REQUIRED TASK. Gather every line in the items below that contains the word "black", and copy each of those lines in full.

DATA SHOWN.
────────

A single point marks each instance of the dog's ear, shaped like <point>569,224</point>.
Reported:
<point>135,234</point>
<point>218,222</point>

────────

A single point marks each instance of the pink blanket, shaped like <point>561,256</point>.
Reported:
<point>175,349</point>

────────

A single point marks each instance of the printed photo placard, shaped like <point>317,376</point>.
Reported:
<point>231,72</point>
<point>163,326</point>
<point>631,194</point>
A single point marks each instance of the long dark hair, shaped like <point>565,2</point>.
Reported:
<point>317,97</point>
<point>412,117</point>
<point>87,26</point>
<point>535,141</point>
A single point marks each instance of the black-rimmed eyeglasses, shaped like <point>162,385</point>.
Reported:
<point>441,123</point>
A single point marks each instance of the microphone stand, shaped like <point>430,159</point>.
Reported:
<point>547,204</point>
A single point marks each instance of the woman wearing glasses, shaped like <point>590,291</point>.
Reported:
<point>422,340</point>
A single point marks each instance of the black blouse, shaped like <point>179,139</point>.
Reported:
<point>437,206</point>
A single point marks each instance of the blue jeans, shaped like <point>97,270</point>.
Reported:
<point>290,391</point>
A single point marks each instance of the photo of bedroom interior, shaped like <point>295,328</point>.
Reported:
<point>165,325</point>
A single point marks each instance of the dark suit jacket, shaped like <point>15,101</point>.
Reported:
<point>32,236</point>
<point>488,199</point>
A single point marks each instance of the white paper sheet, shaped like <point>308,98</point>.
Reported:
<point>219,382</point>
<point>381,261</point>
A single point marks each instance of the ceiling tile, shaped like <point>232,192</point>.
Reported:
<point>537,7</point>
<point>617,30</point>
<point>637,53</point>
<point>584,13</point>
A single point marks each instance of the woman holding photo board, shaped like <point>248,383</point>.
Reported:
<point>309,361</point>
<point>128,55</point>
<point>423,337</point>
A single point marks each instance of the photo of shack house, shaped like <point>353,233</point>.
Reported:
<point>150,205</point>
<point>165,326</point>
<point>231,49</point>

────────

IN RESPONSE.
A single point marks each instance of the black-rimmed eyeglasses, shaped like <point>162,385</point>.
A single point marks each instance of the black blouse, shaped like <point>179,139</point>.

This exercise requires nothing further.